## Supplied data
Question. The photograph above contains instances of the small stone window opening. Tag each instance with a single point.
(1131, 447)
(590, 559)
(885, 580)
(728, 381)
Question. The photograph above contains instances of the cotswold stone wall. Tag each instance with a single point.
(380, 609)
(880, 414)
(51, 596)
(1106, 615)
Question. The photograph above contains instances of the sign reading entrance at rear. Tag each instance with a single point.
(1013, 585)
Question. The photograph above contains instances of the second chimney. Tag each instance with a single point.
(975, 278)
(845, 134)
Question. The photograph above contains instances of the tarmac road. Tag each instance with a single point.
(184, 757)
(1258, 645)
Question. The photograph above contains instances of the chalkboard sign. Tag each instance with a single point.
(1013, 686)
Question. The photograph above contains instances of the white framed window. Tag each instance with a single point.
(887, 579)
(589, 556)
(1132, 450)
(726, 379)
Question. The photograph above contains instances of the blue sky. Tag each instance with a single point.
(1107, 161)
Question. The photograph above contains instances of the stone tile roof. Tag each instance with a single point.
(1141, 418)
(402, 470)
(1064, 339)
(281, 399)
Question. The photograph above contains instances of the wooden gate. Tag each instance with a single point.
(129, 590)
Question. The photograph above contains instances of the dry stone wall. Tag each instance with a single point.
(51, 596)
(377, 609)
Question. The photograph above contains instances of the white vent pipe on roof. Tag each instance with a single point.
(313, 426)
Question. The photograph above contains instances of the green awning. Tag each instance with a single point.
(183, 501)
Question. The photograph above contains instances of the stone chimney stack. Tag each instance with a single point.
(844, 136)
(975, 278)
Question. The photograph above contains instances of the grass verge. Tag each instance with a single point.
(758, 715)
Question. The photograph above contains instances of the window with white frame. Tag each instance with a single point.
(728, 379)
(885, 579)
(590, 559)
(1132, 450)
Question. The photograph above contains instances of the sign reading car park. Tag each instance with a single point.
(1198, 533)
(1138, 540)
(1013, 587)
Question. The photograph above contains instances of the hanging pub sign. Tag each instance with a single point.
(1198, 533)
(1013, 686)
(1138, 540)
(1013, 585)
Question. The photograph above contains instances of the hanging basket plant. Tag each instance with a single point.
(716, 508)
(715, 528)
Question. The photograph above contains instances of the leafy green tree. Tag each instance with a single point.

## Work order
Repeat, word for word, all the lines above.

## Output of the task
Question. The photograph above contains instances of the small stone window opening. Tag each instance with a single point.
(1131, 447)
(590, 559)
(885, 580)
(728, 381)
Question. The photograph above contains instances of the cotswold stone wall. Tag each instance with a single point.
(380, 609)
(880, 414)
(51, 596)
(1106, 615)
Question. The photograph above contains instances of the sign reading entrance at rear. Tag each instance with a single point.
(1013, 585)
Question. The photograph above contains instances of the second chimney. Tag each instance with a single point.
(975, 278)
(845, 134)
Question. The photograph above contains instances of the tarmac road. Tag each instance with a single point.
(184, 757)
(1258, 645)
Question. The photograph above contains instances of the chalkboard sign. Tag each instance with a single point.
(1013, 686)
Question. The photograph above contains instances of the white framed window. Tag each instance with a single point.
(887, 579)
(589, 556)
(1132, 450)
(726, 379)
Question. The photograph above contains instances of the blue sky. Tag each instance with a single point.
(1107, 161)
Question. The photograph above contains instances of the stone tile roof. Tag each instance with a single point.
(1141, 418)
(402, 470)
(1064, 339)
(281, 399)
Question. The photograph above contains instances of the wooden gate. Tag each instance with a single point.
(129, 590)
Question. The photograph above contains instances of the dry stone wall. Tag each instance with a single point.
(51, 596)
(377, 609)
Question. The photograph above contains instances of the white vent pipe on roof. Tag each instance with a single point.
(313, 426)
Question. The photograph above contains instances of the green awning. Tag each instance with a single point.
(183, 501)
Question. The photograph above contains instances of the stone chimney stack. Tag each instance with a single point.
(844, 136)
(975, 278)
Question. The photograph above contains instances of the grass verge. Tag each instance with a single point.
(758, 715)
Question. The photograph above contains instances of the window with white frame. Tag each instance with a single point.
(728, 379)
(885, 579)
(590, 559)
(1132, 450)
Question. The photograph above contains instances of the sign reading car park. Tag each instance with a single point.
(1198, 533)
(1138, 540)
(1013, 587)
Question. The photograph above contains instances of the hanging pub sign. Tag each instance with a single point.
(1198, 533)
(1013, 686)
(1138, 540)
(1013, 585)
Question. The photograph above contains instances of the hanging basket plant. Tag each instance with a single point.
(716, 508)
(715, 528)
Question. The photograph above contains instances of the leafy green tree. Tag each instance with a single point.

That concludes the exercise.